(RECORDS SUPPLIED)
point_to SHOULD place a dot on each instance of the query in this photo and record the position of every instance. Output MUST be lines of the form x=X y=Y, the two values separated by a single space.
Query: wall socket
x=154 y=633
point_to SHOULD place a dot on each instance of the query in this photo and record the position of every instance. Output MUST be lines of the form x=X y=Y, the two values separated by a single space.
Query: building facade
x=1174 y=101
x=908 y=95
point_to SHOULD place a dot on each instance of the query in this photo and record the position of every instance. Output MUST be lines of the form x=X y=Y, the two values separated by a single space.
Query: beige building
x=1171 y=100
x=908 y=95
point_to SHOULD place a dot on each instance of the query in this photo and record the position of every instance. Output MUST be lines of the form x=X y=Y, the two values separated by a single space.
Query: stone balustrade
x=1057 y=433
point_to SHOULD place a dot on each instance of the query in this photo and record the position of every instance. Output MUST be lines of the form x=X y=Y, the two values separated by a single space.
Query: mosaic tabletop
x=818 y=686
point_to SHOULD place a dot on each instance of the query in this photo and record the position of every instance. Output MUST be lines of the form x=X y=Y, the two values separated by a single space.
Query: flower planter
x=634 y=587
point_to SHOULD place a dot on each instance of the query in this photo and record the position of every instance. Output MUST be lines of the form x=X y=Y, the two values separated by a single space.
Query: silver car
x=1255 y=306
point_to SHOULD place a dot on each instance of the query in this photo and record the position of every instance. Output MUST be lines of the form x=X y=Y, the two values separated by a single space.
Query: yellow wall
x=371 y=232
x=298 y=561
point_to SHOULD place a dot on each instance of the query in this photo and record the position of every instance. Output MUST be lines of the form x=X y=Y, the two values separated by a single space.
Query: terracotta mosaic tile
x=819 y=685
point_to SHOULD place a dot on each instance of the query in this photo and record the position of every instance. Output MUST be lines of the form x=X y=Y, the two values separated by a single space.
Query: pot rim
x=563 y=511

(WHAT TO DO) Whatever appears in the data above should be set down again exactly.

(SOLUTION)
point_to SHOULD place a dot on each instance of the query in this photo and record the position of every instance. Output MUST be lines of the form x=X y=Y, the two values separated by a single space.
Query: wall socket
x=154 y=633
point_to SHOULD place a dot on each instance of the query in this photo and record the position of every instance. Output MUST be lines of the form x=X y=Y, the two values separated by a single space.
Query: building facade
x=1174 y=101
x=908 y=95
point_to SHOULD place a dot on each instance of the query in this photo and record the position of every instance. Output MUST be lines of the form x=X y=Y, the two values separated by a single space.
Query: beige building
x=1171 y=100
x=908 y=95
point_to SHOULD place a dot on each instance of the query in this photo and record the position of every instance. Output MUST be lines of the form x=X y=Y, the two values separated by a single space.
Query: stone balustrade
x=1057 y=433
point_to SHOULD place a dot on each instance of the query in this photo and record the position of every instance. Output MUST be lines of the form x=X y=Y, the two values separated by a single space.
Query: mosaic tabletop
x=818 y=686
point_to SHOULD place a dot on each instance of the query in this photo and record the position of every instance. Output MUST be lines of the form x=X y=Y, the two values separated by a single space.
Query: flower planter
x=634 y=587
point_to SHOULD place a dot on each instance of the query in this photo and record the position of every instance. Output MUST be lines of the form x=X y=Y, the two values separated by a single space.
Query: silver car
x=1255 y=306
point_to SHOULD place a dot on each instance of the query in this photo and record the position of every instance. Output MUST be lines of the form x=X y=Y, the two values separated by a single space.
Query: yellow wall
x=371 y=232
x=298 y=561
point_to SHOULD place a dot on each instance of the query in this photo and record the position of every instance. Output MUST be lines of the form x=X y=Y, the two values separated by a single space.
Query: terracotta mosaic tile
x=819 y=685
point_to SHOULD place a dot on each instance of the query in this photo and record the position of every instance. Output MUST be lines of the form x=X y=Y, the two values separated by a single space.
Query: pot rim
x=563 y=511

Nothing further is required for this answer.